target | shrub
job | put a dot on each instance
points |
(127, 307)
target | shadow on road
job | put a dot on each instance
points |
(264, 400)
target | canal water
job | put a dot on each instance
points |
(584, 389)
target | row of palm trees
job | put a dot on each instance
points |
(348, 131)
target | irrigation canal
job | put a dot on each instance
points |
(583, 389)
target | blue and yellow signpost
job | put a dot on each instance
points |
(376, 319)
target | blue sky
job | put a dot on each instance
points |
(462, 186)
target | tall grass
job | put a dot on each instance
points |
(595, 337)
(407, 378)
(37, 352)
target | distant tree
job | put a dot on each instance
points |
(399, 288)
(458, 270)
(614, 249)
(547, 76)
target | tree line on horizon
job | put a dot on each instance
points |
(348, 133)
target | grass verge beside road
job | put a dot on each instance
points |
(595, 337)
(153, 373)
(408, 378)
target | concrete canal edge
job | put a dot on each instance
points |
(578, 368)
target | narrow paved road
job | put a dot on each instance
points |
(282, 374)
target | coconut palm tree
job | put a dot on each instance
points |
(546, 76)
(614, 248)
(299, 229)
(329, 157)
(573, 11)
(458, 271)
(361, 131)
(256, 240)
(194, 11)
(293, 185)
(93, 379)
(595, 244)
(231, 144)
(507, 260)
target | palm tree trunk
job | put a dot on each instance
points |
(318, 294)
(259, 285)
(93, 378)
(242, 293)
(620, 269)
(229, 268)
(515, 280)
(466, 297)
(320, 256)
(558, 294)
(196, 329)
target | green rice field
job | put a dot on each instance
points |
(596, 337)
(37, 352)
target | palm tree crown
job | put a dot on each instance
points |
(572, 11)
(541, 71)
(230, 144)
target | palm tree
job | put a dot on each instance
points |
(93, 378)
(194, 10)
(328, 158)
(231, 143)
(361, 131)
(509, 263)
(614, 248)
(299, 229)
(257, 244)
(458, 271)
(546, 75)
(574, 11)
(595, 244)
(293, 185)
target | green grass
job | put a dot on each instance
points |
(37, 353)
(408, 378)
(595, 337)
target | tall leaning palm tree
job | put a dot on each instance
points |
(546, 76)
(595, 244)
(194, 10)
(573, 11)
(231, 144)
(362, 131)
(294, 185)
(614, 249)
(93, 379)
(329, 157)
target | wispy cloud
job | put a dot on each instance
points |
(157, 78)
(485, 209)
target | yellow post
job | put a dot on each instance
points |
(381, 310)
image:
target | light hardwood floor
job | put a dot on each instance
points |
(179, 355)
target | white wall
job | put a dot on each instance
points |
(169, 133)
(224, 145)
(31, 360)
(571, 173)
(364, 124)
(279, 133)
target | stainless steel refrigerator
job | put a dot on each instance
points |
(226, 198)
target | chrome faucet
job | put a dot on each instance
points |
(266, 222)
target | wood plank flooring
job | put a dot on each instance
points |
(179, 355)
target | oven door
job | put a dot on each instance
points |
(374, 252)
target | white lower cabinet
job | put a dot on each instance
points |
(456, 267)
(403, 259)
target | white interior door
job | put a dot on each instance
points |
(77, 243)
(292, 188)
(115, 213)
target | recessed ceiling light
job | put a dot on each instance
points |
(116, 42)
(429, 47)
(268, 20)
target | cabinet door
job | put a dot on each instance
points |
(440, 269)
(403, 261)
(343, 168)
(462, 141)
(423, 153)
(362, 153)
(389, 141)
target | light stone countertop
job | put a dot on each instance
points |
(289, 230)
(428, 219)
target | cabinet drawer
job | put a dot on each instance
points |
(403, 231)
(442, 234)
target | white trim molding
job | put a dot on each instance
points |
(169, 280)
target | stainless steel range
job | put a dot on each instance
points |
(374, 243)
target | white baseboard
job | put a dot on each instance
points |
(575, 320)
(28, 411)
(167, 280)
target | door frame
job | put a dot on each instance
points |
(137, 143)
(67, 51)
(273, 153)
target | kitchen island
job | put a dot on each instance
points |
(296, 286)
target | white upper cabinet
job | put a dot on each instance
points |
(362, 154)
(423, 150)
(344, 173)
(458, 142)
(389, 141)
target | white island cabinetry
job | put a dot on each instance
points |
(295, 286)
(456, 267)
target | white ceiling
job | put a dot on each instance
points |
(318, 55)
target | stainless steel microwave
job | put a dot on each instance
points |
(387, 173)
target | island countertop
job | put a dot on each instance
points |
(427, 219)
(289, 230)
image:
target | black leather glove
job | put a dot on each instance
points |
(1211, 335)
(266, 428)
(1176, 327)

==

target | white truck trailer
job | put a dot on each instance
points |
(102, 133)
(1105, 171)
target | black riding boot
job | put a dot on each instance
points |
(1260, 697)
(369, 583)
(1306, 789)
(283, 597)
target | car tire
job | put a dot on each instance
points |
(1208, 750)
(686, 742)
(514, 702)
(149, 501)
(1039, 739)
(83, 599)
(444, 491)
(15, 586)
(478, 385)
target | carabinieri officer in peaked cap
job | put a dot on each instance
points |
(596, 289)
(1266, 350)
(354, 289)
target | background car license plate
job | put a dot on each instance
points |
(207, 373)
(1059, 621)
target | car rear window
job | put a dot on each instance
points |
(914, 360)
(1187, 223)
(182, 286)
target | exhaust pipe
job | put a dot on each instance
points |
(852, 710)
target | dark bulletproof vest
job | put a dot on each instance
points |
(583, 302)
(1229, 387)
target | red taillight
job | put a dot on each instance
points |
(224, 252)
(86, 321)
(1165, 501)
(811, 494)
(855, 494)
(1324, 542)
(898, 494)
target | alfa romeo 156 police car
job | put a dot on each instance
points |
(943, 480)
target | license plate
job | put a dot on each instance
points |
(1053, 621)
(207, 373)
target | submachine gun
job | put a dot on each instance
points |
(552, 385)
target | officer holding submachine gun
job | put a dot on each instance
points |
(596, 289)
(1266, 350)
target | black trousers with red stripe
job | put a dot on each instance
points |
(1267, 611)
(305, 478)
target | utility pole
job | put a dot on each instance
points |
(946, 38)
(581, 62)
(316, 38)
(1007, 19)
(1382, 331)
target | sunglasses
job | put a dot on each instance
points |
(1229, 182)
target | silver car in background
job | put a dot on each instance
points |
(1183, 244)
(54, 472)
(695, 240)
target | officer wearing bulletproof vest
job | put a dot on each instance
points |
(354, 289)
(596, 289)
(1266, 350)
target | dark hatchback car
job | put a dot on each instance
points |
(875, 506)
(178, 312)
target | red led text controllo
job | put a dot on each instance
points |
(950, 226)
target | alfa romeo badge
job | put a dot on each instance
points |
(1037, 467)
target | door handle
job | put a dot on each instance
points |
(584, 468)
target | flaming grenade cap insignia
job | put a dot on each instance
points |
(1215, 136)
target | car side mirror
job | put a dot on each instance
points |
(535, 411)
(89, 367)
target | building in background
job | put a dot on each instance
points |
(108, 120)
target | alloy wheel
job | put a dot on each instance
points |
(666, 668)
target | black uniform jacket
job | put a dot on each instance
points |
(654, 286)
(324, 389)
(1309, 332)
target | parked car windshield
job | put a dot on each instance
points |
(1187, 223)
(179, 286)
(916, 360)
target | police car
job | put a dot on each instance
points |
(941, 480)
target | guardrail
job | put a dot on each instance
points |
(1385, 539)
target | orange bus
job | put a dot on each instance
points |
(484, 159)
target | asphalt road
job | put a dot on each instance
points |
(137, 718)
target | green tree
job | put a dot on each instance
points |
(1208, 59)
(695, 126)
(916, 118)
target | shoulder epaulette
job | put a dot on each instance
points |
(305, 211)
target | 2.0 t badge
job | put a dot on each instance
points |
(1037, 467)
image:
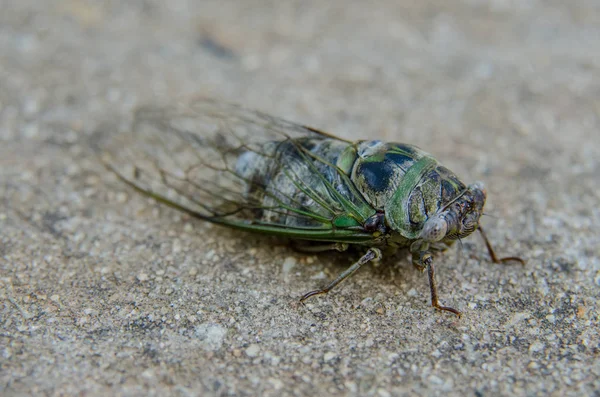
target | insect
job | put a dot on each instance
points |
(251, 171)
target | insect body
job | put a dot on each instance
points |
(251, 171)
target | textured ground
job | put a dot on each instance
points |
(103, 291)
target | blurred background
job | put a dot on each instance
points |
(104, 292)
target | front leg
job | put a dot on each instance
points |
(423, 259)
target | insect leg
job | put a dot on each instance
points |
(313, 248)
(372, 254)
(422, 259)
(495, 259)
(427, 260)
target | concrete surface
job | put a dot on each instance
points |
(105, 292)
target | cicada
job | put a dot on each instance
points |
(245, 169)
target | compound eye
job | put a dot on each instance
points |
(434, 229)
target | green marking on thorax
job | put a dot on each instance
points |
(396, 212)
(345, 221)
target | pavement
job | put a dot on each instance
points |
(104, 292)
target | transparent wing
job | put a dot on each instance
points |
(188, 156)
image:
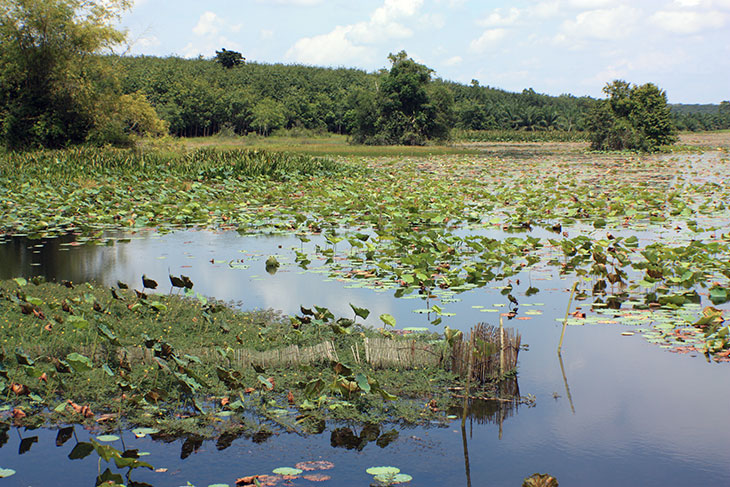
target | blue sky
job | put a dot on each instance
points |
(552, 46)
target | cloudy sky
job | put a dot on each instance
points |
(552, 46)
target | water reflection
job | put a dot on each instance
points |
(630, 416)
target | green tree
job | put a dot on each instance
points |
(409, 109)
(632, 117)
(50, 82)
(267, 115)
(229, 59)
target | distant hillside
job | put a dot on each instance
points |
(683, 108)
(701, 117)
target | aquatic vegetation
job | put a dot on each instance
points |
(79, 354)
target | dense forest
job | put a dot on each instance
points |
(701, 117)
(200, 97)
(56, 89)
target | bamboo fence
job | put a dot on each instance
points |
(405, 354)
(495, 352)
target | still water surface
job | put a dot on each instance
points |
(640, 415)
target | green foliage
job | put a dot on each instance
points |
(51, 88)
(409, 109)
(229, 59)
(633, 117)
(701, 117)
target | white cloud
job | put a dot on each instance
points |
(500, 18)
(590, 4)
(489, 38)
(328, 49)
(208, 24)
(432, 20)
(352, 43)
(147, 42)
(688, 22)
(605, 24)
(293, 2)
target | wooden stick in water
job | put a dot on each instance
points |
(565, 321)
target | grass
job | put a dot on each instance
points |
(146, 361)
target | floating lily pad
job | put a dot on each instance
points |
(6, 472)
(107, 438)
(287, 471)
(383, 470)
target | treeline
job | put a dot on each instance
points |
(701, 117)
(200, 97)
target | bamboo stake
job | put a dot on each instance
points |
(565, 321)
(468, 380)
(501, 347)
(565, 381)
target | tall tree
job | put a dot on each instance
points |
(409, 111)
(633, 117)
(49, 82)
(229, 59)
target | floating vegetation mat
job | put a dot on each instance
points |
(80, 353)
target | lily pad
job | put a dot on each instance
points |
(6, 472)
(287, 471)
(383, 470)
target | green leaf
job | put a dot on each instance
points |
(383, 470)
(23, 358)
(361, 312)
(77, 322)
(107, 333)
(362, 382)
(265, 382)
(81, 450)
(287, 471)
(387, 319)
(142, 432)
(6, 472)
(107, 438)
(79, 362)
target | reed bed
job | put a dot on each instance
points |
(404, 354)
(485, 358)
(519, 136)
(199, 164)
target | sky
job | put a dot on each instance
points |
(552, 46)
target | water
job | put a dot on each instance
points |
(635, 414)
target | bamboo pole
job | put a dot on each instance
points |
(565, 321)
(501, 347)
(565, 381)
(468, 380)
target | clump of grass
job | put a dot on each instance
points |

## STATED GOAL
Copy out every line from both blocks above that contains the word "stainless".

## SOLUTION TO THIS TASK
target | stainless steel refrigerator
target | stainless steel range
target | stainless steel microwave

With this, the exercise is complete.